▶ [WHAT IS BEING ASKED]: The required output is the line that contains "Objective - one point per instance of the hillside valley" plus every line after it in the listing below, copied exactly as it appears.

▶ [Stored dataset items]:
========

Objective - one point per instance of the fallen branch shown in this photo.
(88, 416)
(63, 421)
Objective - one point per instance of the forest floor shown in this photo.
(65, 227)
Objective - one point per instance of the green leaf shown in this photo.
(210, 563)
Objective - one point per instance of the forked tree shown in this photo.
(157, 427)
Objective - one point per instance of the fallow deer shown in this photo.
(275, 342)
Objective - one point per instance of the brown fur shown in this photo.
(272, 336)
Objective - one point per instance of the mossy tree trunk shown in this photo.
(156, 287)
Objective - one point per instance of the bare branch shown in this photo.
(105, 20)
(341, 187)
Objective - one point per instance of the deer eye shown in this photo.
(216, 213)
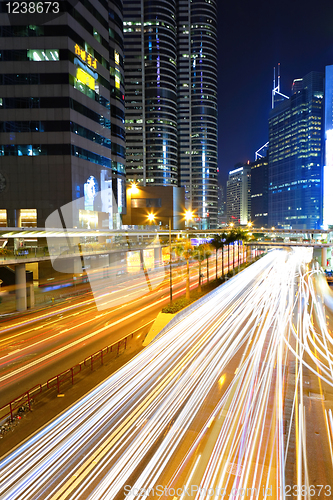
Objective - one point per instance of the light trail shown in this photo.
(128, 430)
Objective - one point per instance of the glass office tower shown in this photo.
(171, 99)
(295, 157)
(328, 168)
(62, 107)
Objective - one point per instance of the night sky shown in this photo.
(253, 36)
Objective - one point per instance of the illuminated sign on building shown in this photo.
(85, 56)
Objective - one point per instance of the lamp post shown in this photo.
(170, 264)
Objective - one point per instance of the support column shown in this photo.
(324, 257)
(21, 287)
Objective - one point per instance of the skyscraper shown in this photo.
(328, 168)
(295, 156)
(62, 132)
(171, 99)
(239, 195)
(259, 192)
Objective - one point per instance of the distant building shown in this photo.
(155, 206)
(259, 192)
(62, 130)
(239, 195)
(328, 168)
(295, 156)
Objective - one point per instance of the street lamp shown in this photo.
(188, 216)
(170, 264)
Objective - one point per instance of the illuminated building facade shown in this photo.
(328, 168)
(171, 99)
(295, 156)
(62, 135)
(239, 195)
(259, 192)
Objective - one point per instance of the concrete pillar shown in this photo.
(324, 257)
(20, 287)
(31, 295)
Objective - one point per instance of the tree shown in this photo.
(230, 238)
(241, 235)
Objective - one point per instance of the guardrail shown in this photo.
(23, 399)
(65, 376)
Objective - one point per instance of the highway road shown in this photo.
(231, 400)
(40, 345)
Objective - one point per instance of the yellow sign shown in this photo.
(85, 56)
(84, 78)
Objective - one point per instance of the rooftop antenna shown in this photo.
(276, 89)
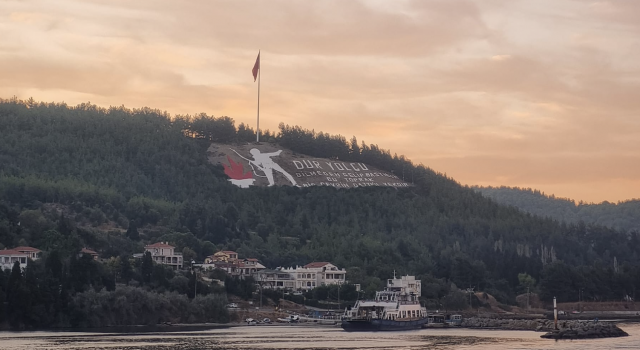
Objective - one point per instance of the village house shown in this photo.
(8, 257)
(222, 256)
(315, 274)
(85, 251)
(229, 262)
(275, 279)
(164, 253)
(34, 253)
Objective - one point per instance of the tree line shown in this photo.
(114, 179)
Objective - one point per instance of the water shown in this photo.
(310, 337)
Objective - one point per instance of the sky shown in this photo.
(540, 94)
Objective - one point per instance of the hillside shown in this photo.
(113, 179)
(624, 216)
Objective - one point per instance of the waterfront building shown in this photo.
(164, 253)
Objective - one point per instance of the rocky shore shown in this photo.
(567, 329)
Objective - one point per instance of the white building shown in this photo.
(163, 253)
(275, 279)
(316, 274)
(405, 285)
(20, 254)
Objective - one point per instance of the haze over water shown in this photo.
(305, 337)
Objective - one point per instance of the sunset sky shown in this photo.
(540, 94)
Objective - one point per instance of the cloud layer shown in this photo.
(537, 94)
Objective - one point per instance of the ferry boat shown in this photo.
(396, 308)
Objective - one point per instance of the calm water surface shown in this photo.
(305, 337)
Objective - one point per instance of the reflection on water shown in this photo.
(308, 337)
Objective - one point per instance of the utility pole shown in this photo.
(470, 290)
(339, 308)
(555, 314)
(195, 279)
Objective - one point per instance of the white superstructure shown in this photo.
(397, 302)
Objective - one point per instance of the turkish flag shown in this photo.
(256, 68)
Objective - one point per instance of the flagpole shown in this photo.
(258, 129)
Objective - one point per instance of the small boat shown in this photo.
(396, 308)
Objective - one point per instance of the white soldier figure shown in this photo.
(267, 165)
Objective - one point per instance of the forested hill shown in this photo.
(107, 170)
(623, 216)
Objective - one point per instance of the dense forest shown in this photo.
(114, 179)
(624, 215)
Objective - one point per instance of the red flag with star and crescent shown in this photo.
(256, 68)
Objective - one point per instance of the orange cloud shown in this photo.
(535, 94)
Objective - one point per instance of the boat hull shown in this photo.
(382, 325)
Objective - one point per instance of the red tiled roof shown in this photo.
(316, 264)
(88, 251)
(27, 249)
(9, 252)
(159, 245)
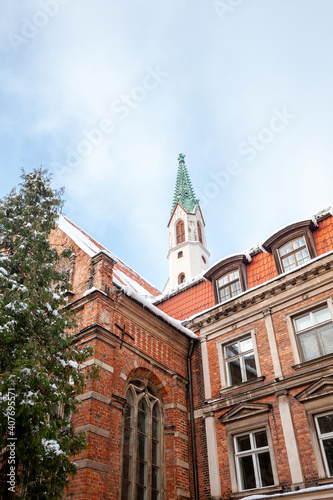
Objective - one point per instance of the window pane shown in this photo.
(232, 350)
(141, 473)
(155, 478)
(127, 441)
(265, 469)
(250, 366)
(248, 479)
(140, 493)
(243, 443)
(325, 423)
(155, 448)
(308, 346)
(235, 372)
(125, 491)
(325, 334)
(142, 446)
(245, 345)
(328, 447)
(303, 322)
(260, 439)
(321, 315)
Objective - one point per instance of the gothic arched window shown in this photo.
(180, 232)
(199, 232)
(142, 446)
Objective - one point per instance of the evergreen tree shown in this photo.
(40, 376)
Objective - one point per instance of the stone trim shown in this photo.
(91, 464)
(94, 429)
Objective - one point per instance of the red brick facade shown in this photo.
(135, 343)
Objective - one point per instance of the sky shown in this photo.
(106, 94)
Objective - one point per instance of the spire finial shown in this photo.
(184, 193)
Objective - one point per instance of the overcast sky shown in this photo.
(106, 94)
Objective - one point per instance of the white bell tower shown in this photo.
(188, 255)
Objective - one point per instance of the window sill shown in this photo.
(230, 388)
(311, 362)
(258, 491)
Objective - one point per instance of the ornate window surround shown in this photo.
(290, 233)
(317, 399)
(142, 390)
(246, 417)
(291, 330)
(226, 266)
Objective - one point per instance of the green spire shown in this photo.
(184, 193)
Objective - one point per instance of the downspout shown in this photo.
(194, 447)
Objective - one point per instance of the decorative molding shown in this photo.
(320, 388)
(91, 464)
(244, 410)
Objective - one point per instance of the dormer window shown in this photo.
(229, 277)
(180, 232)
(199, 232)
(229, 286)
(292, 246)
(293, 254)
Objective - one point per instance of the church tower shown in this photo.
(188, 255)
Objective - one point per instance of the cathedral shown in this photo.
(221, 385)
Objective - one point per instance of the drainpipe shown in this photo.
(194, 447)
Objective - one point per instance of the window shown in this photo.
(240, 361)
(180, 232)
(141, 474)
(181, 278)
(292, 246)
(293, 254)
(229, 286)
(324, 426)
(253, 461)
(314, 331)
(199, 232)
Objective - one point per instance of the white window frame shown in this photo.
(293, 252)
(296, 314)
(253, 452)
(243, 426)
(222, 344)
(321, 438)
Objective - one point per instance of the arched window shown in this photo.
(181, 278)
(199, 232)
(180, 232)
(142, 447)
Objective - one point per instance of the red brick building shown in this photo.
(221, 387)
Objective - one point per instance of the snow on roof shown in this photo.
(327, 212)
(250, 290)
(157, 312)
(123, 274)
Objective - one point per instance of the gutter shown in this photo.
(193, 442)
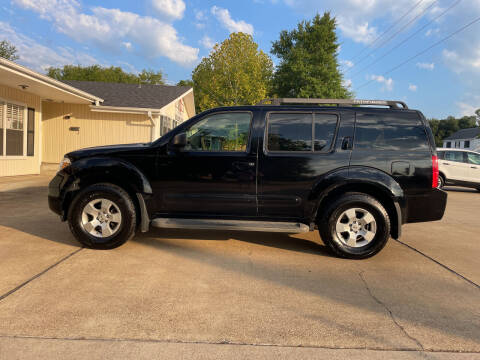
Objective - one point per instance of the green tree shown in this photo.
(235, 73)
(8, 51)
(105, 74)
(308, 65)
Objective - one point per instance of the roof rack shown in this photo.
(393, 104)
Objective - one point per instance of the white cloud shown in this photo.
(347, 83)
(430, 32)
(39, 57)
(467, 109)
(170, 9)
(426, 66)
(207, 42)
(465, 62)
(386, 82)
(108, 28)
(347, 63)
(200, 15)
(224, 17)
(358, 32)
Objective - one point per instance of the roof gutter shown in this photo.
(47, 80)
(127, 110)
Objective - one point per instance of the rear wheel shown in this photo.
(355, 226)
(102, 216)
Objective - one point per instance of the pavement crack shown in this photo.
(234, 343)
(390, 313)
(439, 263)
(10, 292)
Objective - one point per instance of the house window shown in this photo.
(13, 129)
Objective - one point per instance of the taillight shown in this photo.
(434, 172)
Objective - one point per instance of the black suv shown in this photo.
(355, 172)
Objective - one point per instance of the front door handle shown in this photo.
(243, 165)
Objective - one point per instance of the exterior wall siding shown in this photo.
(94, 129)
(23, 165)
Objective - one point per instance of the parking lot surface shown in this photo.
(203, 294)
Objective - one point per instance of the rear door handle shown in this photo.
(347, 143)
(242, 165)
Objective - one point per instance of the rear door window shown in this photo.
(393, 132)
(473, 158)
(301, 131)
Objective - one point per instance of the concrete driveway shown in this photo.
(200, 294)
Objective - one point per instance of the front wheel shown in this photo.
(355, 226)
(102, 216)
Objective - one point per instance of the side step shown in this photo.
(239, 225)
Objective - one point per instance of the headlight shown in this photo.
(64, 163)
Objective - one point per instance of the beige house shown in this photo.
(41, 118)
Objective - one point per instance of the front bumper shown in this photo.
(428, 206)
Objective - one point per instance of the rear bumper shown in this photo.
(429, 206)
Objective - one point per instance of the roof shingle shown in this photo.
(469, 133)
(131, 95)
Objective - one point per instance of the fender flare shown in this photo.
(86, 170)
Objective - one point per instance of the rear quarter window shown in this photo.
(393, 132)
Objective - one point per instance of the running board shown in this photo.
(238, 225)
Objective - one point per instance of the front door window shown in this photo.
(223, 132)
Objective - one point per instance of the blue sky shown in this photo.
(173, 35)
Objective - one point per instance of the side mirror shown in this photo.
(179, 140)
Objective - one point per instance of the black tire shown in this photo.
(328, 222)
(121, 199)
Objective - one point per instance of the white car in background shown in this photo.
(458, 167)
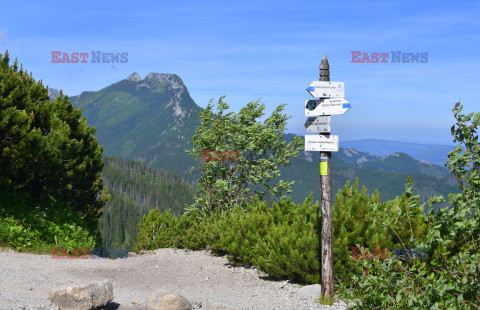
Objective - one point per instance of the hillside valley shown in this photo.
(146, 124)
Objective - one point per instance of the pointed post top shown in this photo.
(324, 69)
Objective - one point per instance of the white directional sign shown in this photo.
(321, 89)
(322, 143)
(326, 107)
(318, 124)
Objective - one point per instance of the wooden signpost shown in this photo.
(325, 144)
(318, 124)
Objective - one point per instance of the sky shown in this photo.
(269, 50)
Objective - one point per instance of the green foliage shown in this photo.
(283, 240)
(135, 189)
(450, 277)
(46, 147)
(355, 224)
(24, 226)
(261, 151)
(152, 124)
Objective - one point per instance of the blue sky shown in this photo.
(271, 50)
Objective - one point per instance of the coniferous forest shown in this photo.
(135, 189)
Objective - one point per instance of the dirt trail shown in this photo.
(26, 278)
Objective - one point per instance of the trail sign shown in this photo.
(326, 107)
(318, 124)
(322, 143)
(323, 89)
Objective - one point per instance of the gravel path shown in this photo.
(200, 277)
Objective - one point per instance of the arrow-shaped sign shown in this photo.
(322, 89)
(323, 143)
(318, 124)
(326, 107)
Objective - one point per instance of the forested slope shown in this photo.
(135, 189)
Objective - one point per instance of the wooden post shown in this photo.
(326, 184)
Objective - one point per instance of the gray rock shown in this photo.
(164, 300)
(310, 291)
(83, 297)
(218, 306)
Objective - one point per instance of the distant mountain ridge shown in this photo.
(435, 154)
(153, 120)
(150, 120)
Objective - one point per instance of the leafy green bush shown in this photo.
(450, 277)
(283, 239)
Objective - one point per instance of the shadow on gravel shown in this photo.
(265, 277)
(110, 306)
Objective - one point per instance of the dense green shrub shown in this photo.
(26, 223)
(46, 147)
(261, 152)
(450, 277)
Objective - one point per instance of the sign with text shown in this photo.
(326, 107)
(318, 124)
(322, 89)
(322, 143)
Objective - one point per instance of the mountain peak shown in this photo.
(134, 77)
(174, 80)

========

▶ [ANSWER TO THIS EXERCISE]:
Objective - one point per instance of the hillside valley shown in this photo.
(146, 124)
Objective - one point per instance of the pointed post top shown in this photo.
(324, 69)
Objective - one point per instance of the white directional sign shown in this photo.
(321, 89)
(322, 143)
(326, 107)
(318, 124)
Objective - one point per instance of the wooden signpost shown in this photo.
(325, 144)
(318, 124)
Objective - one point per instance of the sky shown in this photo.
(269, 50)
Objective - one point per instance of the green foliage shown in this photo.
(283, 240)
(135, 189)
(450, 277)
(46, 147)
(355, 224)
(24, 226)
(261, 151)
(152, 124)
Objective - one point per instance of the blue sky shown in this photo.
(271, 50)
Objective - one point per instance of the coniferous forest shown in this photo.
(135, 189)
Objective - one point per instance of the dirt trail shown in this photo.
(26, 278)
Objective - one point per instance of the trail sign shown in this photo.
(326, 107)
(318, 124)
(322, 143)
(323, 89)
Objective - one point per instance of the gravel path shown in this photo.
(200, 277)
Objective - one point per instance of the arrow-shaped sign shown in this photo.
(322, 89)
(323, 143)
(318, 124)
(326, 107)
Objective - one point per instance of the forested slope shown in this photo.
(135, 189)
Objective - one point per instance of the wooden post shown in this photo.
(326, 184)
Objective - one point per instance of the gray rock shown in this photo.
(164, 300)
(310, 291)
(83, 297)
(218, 306)
Objective - one point per instance of the distant mountain ridge shown in this photo.
(435, 154)
(153, 120)
(150, 120)
Objective - one point per instance of the leafy green bush shown in this photo.
(450, 277)
(283, 239)
Objective - one point per instance of the shadow on gravel shown in this photo.
(265, 277)
(110, 306)
Objective - one point per instance of the dense green shrub shown in this photo.
(26, 223)
(46, 147)
(261, 152)
(450, 277)
Objective - one point per instance of the sign with text shown in this photo.
(326, 107)
(318, 124)
(322, 89)
(322, 143)
Objective - one point per instance of the mountain peak shown in this photo.
(134, 77)
(174, 80)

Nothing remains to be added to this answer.